Work order: Each record that follows is to be output in full, precisely as written.

##### Material for this task #####

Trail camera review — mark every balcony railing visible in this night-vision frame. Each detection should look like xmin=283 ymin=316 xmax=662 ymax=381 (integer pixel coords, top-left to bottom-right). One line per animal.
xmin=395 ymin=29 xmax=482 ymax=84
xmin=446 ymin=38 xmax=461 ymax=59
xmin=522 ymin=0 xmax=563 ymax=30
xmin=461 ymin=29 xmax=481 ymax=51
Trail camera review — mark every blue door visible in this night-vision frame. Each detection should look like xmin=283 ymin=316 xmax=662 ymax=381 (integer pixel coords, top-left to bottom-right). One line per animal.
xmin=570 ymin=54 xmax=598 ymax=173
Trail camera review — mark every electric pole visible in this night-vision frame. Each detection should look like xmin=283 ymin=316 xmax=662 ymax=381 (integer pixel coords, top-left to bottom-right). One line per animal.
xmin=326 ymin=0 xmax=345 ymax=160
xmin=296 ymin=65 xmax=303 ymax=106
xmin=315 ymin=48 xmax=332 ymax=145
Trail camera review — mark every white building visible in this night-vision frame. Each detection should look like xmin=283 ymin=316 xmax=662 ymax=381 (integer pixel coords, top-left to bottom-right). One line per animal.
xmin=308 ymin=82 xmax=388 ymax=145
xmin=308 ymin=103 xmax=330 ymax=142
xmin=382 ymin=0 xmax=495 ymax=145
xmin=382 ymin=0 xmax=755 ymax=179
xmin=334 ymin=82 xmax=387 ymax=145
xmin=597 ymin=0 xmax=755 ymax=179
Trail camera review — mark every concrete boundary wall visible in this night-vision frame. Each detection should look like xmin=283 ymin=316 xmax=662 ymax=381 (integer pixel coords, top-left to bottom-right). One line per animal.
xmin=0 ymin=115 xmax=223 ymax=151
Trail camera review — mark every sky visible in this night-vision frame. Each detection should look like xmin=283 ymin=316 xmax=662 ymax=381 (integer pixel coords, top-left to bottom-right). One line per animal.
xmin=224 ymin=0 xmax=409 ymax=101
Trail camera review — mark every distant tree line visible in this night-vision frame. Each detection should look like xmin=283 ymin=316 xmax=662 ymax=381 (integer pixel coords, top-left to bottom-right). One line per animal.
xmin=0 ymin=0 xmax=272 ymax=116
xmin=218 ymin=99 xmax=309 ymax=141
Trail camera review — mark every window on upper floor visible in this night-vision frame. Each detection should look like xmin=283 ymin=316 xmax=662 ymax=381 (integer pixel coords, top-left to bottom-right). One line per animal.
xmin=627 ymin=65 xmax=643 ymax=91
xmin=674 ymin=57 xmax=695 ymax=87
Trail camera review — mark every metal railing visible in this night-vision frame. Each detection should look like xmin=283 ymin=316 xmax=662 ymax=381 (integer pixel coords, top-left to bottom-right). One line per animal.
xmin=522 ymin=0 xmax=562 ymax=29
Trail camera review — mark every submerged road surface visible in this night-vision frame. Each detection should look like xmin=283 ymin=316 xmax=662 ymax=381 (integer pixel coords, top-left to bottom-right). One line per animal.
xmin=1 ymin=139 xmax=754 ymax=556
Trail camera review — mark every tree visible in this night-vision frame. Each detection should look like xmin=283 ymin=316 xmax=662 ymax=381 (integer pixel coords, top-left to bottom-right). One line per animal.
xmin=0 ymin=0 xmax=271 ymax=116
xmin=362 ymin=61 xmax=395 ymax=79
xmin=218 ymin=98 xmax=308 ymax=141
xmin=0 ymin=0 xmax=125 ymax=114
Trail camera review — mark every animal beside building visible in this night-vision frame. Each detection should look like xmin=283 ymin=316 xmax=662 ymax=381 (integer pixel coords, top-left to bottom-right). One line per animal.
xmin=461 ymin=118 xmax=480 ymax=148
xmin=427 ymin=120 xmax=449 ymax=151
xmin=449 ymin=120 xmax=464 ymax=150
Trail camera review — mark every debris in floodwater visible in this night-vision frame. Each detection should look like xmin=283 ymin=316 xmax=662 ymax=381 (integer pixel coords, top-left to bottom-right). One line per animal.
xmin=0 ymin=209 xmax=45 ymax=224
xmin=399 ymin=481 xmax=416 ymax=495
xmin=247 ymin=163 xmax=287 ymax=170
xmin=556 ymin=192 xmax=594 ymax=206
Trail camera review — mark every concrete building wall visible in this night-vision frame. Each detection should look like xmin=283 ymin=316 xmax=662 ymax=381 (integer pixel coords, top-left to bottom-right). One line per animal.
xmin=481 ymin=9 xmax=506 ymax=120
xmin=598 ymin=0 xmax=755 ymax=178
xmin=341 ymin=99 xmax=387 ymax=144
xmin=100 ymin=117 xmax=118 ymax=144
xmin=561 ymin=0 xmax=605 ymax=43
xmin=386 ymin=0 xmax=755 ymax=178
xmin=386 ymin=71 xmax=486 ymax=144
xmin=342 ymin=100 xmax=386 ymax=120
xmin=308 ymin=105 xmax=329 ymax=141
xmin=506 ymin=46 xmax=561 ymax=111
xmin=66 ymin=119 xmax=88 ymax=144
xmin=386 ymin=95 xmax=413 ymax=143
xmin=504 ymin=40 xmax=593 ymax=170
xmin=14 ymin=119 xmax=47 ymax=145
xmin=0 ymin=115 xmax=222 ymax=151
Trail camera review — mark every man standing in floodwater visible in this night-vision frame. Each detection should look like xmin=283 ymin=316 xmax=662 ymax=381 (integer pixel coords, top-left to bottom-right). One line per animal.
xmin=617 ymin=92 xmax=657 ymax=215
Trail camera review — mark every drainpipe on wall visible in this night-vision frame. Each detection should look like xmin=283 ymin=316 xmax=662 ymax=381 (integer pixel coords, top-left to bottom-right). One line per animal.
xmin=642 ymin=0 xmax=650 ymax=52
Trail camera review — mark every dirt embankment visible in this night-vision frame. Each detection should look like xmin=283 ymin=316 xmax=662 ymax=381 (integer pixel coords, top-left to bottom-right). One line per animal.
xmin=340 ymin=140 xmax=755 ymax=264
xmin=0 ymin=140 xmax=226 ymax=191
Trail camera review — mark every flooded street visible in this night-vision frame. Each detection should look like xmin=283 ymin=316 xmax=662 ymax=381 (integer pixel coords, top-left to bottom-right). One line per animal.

#####

Result for this task:
Trail camera review — mark every balcony railing visible in this night-vision frame. Each detection should look like xmin=283 ymin=316 xmax=662 ymax=381 (integer pixel coords, top-left to bottom-right). One line per animal.
xmin=395 ymin=29 xmax=482 ymax=84
xmin=446 ymin=38 xmax=461 ymax=59
xmin=522 ymin=0 xmax=563 ymax=30
xmin=461 ymin=29 xmax=481 ymax=51
Trail camera review — mark every blue door visible in this night-vision frame. Each detection should look like xmin=283 ymin=316 xmax=662 ymax=381 (integer pixel coords, top-left to bottom-right). One line per animal.
xmin=570 ymin=54 xmax=598 ymax=173
Trail camera review — mark every electric pole visible in this night-vision frame. Each detection should look like xmin=283 ymin=316 xmax=662 ymax=381 (integer pixel coords, top-left to bottom-right). One line per animal.
xmin=326 ymin=0 xmax=345 ymax=160
xmin=296 ymin=65 xmax=303 ymax=106
xmin=315 ymin=48 xmax=332 ymax=145
Trail camera review — mark every white building visible in this night-vision frame. Each detection should look like xmin=283 ymin=316 xmax=662 ymax=381 (integer pixel coords, top-left to bottom-right). One line per animal.
xmin=308 ymin=82 xmax=388 ymax=145
xmin=308 ymin=103 xmax=330 ymax=142
xmin=382 ymin=0 xmax=495 ymax=145
xmin=382 ymin=0 xmax=755 ymax=179
xmin=334 ymin=82 xmax=387 ymax=145
xmin=597 ymin=0 xmax=755 ymax=179
Trail camera review — mark every concrete boundary wall visible in this night-vision frame. Each detection should look like xmin=283 ymin=316 xmax=662 ymax=381 (integer pixel coords, top-left to bottom-right). One line per animal.
xmin=0 ymin=115 xmax=223 ymax=151
Trail camera review — mark every sky visible in this night-vision frame. Each detection should look like xmin=283 ymin=316 xmax=662 ymax=381 (integer pixel coords, top-left to bottom-right). One line per animal.
xmin=224 ymin=0 xmax=409 ymax=101
Trail camera review — mark every distant tree line visible in this night-vision frame. Each detection should look like xmin=283 ymin=316 xmax=662 ymax=381 (integer pixel coords, top-left to bottom-right). One line per animal.
xmin=0 ymin=0 xmax=272 ymax=116
xmin=218 ymin=99 xmax=309 ymax=141
Trail camera review — mark every window on upper floor visible in this night-vision frame. Each detection should look like xmin=283 ymin=316 xmax=662 ymax=381 (integer pixel coords, top-left to bottom-right). One line per animal.
xmin=627 ymin=65 xmax=643 ymax=91
xmin=674 ymin=57 xmax=695 ymax=87
Trail camera review — mark every metal railing visible in this night-vision frame. Each detection should look like xmin=283 ymin=316 xmax=662 ymax=381 (integer pixel coords, top-left to bottom-right). One line per animal.
xmin=522 ymin=0 xmax=562 ymax=29
Trail camera review — mark every submerged road surface visible in this night-vision frame. Each detection should look like xmin=283 ymin=316 xmax=662 ymax=381 (integer pixel coords, top-left to bottom-right). One line per animal.
xmin=1 ymin=139 xmax=754 ymax=556
Trail camera review — mark every tree visible in this night-vision frame. Each detection should look like xmin=283 ymin=316 xmax=662 ymax=381 (integer pixel coords, top-left to bottom-right). One line per animal.
xmin=0 ymin=0 xmax=271 ymax=116
xmin=362 ymin=61 xmax=395 ymax=79
xmin=218 ymin=98 xmax=308 ymax=141
xmin=0 ymin=0 xmax=125 ymax=114
Trail camera review — mark every animal beside building visible in this night-vision frame. Each detection should look like xmin=283 ymin=316 xmax=662 ymax=381 (integer pixel coords, top-left to bottom-right). One line per animal.
xmin=461 ymin=118 xmax=480 ymax=148
xmin=427 ymin=120 xmax=449 ymax=151
xmin=449 ymin=120 xmax=464 ymax=150
Trail camera review — mark every debris in floodwater visible in this night-vision frame. Each detection should look like xmin=283 ymin=316 xmax=662 ymax=381 (integer pixel coords, top-left to bottom-right). One line per animal.
xmin=0 ymin=209 xmax=45 ymax=224
xmin=399 ymin=481 xmax=416 ymax=495
xmin=247 ymin=163 xmax=287 ymax=170
xmin=556 ymin=192 xmax=594 ymax=206
Trail camera review — mark every concrete building wall visible in this night-vision frame. Each detection should look like xmin=283 ymin=316 xmax=662 ymax=381 (integer pixel coords, top-left to bottom-right). One line per animal.
xmin=481 ymin=9 xmax=506 ymax=120
xmin=598 ymin=0 xmax=755 ymax=178
xmin=341 ymin=99 xmax=387 ymax=144
xmin=100 ymin=117 xmax=118 ymax=144
xmin=561 ymin=0 xmax=605 ymax=43
xmin=386 ymin=0 xmax=755 ymax=178
xmin=386 ymin=71 xmax=486 ymax=144
xmin=342 ymin=100 xmax=386 ymax=120
xmin=308 ymin=105 xmax=329 ymax=141
xmin=506 ymin=46 xmax=561 ymax=111
xmin=66 ymin=119 xmax=88 ymax=144
xmin=386 ymin=95 xmax=413 ymax=143
xmin=504 ymin=40 xmax=593 ymax=170
xmin=14 ymin=119 xmax=47 ymax=145
xmin=0 ymin=115 xmax=222 ymax=151
Trail camera review — mark every man standing in floodwater visible in this night-vision frame. Each detection should look like xmin=283 ymin=316 xmax=662 ymax=381 (integer pixel coords, top-left to bottom-right). One line per animal.
xmin=617 ymin=92 xmax=657 ymax=215
Trail camera review — mark every drainpipe on wall visible in this night-vision frame. Each detection should look like xmin=283 ymin=316 xmax=662 ymax=381 (integer pixel coords, top-left to bottom-right). One line per animal.
xmin=642 ymin=0 xmax=650 ymax=52
Trail camera review — mark every dirt embankment visible in this night-vision frame. Each detection should look like xmin=283 ymin=316 xmax=662 ymax=381 (integer pixel coords, top-left to bottom-right). One line per animal.
xmin=340 ymin=140 xmax=755 ymax=264
xmin=0 ymin=140 xmax=226 ymax=191
Trail camera review — mark every flooded street visible in this night-vision frame. Each detection should look like xmin=283 ymin=316 xmax=662 ymax=381 (integer pixel coords, top-left to bottom-right). One line per animal.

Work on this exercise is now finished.